_WORK TO COMPLETE_
How many lines in the records below hold the word "table"? Answer with the number alone.

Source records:

[Start of Attachment]

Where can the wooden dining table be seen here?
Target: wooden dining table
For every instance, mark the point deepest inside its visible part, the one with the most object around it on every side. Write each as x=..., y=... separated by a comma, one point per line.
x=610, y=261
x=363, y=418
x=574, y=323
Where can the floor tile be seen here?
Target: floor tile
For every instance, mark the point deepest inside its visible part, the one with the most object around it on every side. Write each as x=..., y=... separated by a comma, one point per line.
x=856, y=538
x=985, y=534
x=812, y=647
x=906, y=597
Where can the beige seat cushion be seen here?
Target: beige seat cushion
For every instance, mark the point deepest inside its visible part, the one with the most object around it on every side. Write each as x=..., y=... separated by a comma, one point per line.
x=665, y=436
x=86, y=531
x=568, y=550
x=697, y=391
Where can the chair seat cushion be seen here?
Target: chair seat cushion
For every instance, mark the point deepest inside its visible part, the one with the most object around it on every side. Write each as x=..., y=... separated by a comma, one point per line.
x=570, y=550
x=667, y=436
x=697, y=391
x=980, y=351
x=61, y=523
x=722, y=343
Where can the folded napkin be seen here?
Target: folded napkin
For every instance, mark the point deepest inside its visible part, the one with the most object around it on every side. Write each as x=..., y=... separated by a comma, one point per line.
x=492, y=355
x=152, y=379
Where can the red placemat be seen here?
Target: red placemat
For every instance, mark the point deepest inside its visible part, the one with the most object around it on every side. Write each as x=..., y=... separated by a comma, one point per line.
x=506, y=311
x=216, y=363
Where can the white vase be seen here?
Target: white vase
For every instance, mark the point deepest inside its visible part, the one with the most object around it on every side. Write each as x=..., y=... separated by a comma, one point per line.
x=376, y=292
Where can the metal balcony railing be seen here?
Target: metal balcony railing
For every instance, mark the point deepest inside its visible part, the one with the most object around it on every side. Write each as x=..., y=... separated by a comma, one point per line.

[End of Attachment]

_TASK OUTPUT_
2